> **Exercises**
A – Using the excerpt on data privacy laws in India, answer these questions:
(i) About how many corrections and improvements to the Bill did the panel recommend?
(ii) In which session does the government plan to introduce the Bill?
(iii) Which data protection principle is named as one the current draft no longer explicitly references?
B – Based on the excerpt on data privacy laws in India, say whether each statement agrees with it. Answer yes or no, and quote the words that decide it.
(i) A data fiduciary can be a person acting together with others.
(ii) The DPDP Bill, 2022 drops the idea of deemed consent.
(iii) The panel that recommended corrections was headed by a sitting Union Minister.
C – Write out the passage of the excerpt on data privacy laws in India from "Who are Data" up to and including "as collection limitation.".

> **Source excerpt**
● ● ● ● ●

Data Privacy and Laws in India

Context

Recently, the latest draft of Digital Personal Data Protection Bill, 2022 has been made open for public comment and the government is going to introduce the Bill in the budget session of 2023.

Background:

  • The Union Information Technology Minister announced the withdrawal of The Personal Data Protection Bill, 2019in the Lok Sabha.
  • He stated that the government has decided to come up with a fresh bill that fits into the comprehensive legal framework with reference to the suggestions made by the Joint Committee of Parliament (JCP) on the Bill.
  • Apart from that, the panel, headed by the former Union Minister, had recommended about 97 corrections and improvements to the Bill.
  • Now, the new bill has come up with a new set of guidelines addressing the loopholes in the previous statement and demarcating more stringent lines for violators.

Who are Data Fiduciaries?

  • The government has defined 'data fiduciary' as any person who alone or in conjunction with other persons determines the purpose and means of the processing of personal data. A data fiduciary can process the personal data of a data principal (user) who has given or is deemed to have given her consent.

About

Key features of the New Bill:
  • Regarding Data protection principles: The current draft removes explicit reference to certain data protection principles such as collection limitation.
    • This would allow a data fiduciary to collect any personal data consented to by the data principal.
  • Concept of ‘Deemed consent’: The DPDP Bill, 2022 also introduces the concept of “deemed consent”.

It bundles purposes of processing that were either exempt from consent-based processing or were considered “reasonable purposes” for which personal data processing could be undertaken on the ground of “deemed consent”.

● ● ● ● ●

> **Data shown**
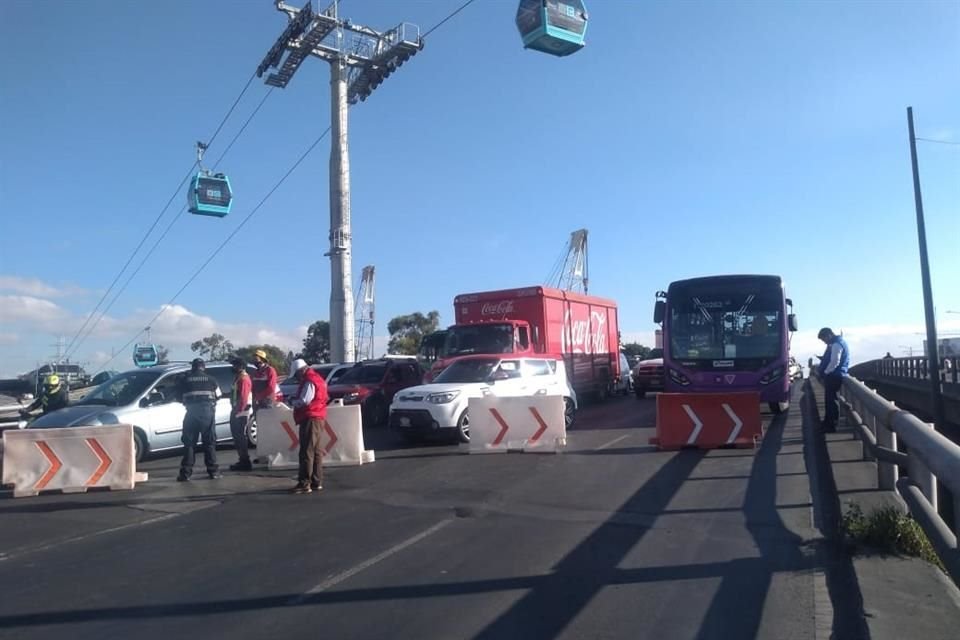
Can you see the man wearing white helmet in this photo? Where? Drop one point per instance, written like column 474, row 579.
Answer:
column 310, row 414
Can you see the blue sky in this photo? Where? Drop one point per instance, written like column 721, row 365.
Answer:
column 690, row 138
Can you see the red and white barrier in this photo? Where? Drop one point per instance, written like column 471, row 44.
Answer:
column 278, row 437
column 70, row 459
column 707, row 420
column 535, row 423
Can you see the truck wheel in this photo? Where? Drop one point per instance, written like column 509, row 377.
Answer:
column 463, row 427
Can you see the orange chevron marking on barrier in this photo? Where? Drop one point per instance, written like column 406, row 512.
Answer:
column 543, row 425
column 503, row 425
column 105, row 462
column 294, row 438
column 55, row 464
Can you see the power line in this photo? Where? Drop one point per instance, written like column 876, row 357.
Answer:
column 938, row 141
column 223, row 244
column 156, row 244
column 161, row 214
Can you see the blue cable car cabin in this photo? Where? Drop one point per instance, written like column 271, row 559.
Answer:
column 557, row 27
column 145, row 355
column 210, row 195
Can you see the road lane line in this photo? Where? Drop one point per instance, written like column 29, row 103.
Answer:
column 612, row 442
column 16, row 553
column 366, row 564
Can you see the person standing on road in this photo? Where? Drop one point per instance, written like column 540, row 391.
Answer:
column 241, row 402
column 198, row 392
column 264, row 381
column 833, row 368
column 310, row 414
column 53, row 396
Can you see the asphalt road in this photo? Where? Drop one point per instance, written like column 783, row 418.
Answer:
column 610, row 539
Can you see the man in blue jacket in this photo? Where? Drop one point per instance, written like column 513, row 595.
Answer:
column 833, row 368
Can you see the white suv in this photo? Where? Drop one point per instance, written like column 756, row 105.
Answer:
column 441, row 407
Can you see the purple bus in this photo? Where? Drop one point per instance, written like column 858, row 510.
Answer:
column 727, row 333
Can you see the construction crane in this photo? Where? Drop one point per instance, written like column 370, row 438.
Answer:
column 364, row 313
column 570, row 271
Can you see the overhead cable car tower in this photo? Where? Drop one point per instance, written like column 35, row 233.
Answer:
column 360, row 60
column 364, row 312
column 571, row 274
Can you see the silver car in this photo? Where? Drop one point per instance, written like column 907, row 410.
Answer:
column 146, row 399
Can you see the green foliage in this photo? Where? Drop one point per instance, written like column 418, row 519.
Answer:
column 635, row 349
column 888, row 531
column 276, row 356
column 316, row 346
column 214, row 347
column 406, row 332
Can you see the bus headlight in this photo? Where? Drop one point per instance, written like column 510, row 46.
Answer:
column 772, row 376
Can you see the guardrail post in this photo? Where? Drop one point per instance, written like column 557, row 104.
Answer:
column 887, row 473
column 921, row 476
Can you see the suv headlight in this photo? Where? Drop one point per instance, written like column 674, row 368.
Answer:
column 442, row 398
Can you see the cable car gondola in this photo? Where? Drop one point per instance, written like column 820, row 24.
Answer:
column 145, row 355
column 209, row 193
column 557, row 27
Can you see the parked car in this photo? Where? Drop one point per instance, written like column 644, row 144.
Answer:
column 441, row 406
column 146, row 399
column 648, row 375
column 329, row 372
column 624, row 382
column 373, row 383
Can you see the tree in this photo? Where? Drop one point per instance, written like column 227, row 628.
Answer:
column 276, row 357
column 214, row 347
column 406, row 332
column 316, row 346
column 635, row 349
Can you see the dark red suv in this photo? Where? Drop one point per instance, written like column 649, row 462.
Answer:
column 373, row 383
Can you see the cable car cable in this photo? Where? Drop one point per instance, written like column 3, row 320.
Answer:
column 169, row 226
column 223, row 244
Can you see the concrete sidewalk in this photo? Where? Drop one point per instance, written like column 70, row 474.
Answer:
column 902, row 597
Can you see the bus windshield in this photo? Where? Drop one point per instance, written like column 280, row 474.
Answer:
column 737, row 325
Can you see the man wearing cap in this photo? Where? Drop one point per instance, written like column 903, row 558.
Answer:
column 53, row 396
column 241, row 402
column 310, row 414
column 264, row 381
column 833, row 368
column 198, row 392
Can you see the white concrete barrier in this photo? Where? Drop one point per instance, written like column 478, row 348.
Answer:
column 70, row 459
column 533, row 423
column 278, row 437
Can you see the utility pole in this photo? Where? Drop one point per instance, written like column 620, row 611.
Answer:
column 360, row 59
column 933, row 361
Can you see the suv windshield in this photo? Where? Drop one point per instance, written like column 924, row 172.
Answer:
column 122, row 389
column 363, row 374
column 478, row 370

● ● ● ● ●

> **Exercise results**
A –
(i) About 97.
(ii) The budget session of 2023.
(iii) Collection limitation.

B –
(i) Yes: "any person who alone or in conjunction with other persons determines the purpose and means of the processing of personal data"
(ii) No: "The DPDP Bill, 2022 also introduces the concept of “deemed consent”."
(iii) No: "the panel, headed by the former Union Minister"

C –
Who are Data Fiduciaries?

  • The government has defined 'data fiduciary' as any person who alone or in conjunction with other persons determines the purpose and means of the processing of personal data. A data fiduciary can process the personal data of a data principal (user) who has given or is deemed to have given her consent.

About

Key features of the New Bill:
  • Regarding Data protection principles: The current draft removes explicit reference to certain data protection principles such as collection limitation.